— REQUEST —
Collect every line of the material below that contains the string "bare", and copy each one out in full.

— INFORMATION GIVEN —
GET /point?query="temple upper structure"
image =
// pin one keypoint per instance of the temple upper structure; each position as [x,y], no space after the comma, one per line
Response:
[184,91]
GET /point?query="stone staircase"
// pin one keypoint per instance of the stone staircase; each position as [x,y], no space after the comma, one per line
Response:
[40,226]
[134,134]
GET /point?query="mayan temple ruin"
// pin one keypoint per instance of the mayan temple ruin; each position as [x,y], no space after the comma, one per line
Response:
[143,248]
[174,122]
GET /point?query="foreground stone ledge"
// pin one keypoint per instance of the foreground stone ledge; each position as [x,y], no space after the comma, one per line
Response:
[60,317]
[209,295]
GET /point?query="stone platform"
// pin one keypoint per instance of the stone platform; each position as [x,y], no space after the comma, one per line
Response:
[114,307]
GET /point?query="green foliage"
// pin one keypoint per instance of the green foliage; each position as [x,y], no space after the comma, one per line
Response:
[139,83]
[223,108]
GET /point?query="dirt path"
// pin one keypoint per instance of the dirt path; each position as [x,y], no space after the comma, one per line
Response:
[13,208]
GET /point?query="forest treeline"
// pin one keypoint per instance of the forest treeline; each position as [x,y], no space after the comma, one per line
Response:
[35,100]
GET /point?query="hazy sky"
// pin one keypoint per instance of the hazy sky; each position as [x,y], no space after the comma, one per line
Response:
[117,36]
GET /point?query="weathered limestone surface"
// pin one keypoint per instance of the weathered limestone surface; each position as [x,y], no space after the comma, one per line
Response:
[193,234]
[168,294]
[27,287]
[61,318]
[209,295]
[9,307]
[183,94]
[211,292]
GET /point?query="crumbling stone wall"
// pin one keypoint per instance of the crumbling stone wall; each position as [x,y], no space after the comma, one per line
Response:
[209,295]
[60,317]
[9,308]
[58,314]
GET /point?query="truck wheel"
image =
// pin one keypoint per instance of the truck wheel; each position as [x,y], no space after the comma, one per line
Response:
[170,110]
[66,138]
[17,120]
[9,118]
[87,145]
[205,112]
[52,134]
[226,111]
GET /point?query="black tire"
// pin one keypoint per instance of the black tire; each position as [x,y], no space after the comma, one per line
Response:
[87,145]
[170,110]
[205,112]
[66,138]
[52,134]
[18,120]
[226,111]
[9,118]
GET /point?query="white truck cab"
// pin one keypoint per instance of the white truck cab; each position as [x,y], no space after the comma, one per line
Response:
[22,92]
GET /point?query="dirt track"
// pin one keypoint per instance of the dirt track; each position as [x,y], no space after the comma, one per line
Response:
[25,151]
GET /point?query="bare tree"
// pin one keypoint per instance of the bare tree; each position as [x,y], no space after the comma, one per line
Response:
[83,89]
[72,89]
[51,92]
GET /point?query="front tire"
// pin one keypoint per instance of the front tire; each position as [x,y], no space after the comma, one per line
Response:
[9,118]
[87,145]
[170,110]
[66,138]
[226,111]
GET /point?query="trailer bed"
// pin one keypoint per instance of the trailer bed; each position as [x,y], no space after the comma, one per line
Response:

...

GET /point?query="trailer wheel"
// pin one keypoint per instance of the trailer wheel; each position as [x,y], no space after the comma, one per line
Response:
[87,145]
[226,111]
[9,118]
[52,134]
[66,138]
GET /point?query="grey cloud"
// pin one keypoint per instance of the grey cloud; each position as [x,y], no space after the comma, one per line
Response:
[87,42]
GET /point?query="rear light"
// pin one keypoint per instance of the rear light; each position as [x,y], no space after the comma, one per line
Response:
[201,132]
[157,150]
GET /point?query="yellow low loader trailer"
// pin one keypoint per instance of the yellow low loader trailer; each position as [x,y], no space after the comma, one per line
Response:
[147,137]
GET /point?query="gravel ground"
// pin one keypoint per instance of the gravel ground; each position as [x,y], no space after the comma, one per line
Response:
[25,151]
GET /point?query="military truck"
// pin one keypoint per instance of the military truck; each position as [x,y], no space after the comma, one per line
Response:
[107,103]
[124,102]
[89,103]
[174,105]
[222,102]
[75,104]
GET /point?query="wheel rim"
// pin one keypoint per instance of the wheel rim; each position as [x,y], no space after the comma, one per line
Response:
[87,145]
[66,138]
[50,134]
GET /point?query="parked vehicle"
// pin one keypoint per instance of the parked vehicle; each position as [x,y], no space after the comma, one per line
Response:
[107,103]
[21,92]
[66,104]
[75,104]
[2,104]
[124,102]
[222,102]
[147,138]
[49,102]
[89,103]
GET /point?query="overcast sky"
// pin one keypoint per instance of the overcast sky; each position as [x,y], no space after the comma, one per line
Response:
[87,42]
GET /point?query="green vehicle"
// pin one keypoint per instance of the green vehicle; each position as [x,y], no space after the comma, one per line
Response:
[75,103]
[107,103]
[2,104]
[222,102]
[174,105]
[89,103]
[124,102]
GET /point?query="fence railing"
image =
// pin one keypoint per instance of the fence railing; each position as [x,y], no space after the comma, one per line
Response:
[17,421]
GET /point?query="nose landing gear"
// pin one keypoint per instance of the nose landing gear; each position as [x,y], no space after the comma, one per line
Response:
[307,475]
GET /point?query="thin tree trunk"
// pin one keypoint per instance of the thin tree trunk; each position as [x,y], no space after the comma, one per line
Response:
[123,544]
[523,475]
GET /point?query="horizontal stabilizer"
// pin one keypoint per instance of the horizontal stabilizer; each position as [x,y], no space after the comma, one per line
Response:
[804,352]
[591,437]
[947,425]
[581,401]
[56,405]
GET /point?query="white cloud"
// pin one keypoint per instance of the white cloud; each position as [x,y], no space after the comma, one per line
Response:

— RESULT FOR THIS TASK —
GET /point?query="bare tree"
// pin one keypoint per instance of the bare tree; each position as [x,y], no space after the comma, one per line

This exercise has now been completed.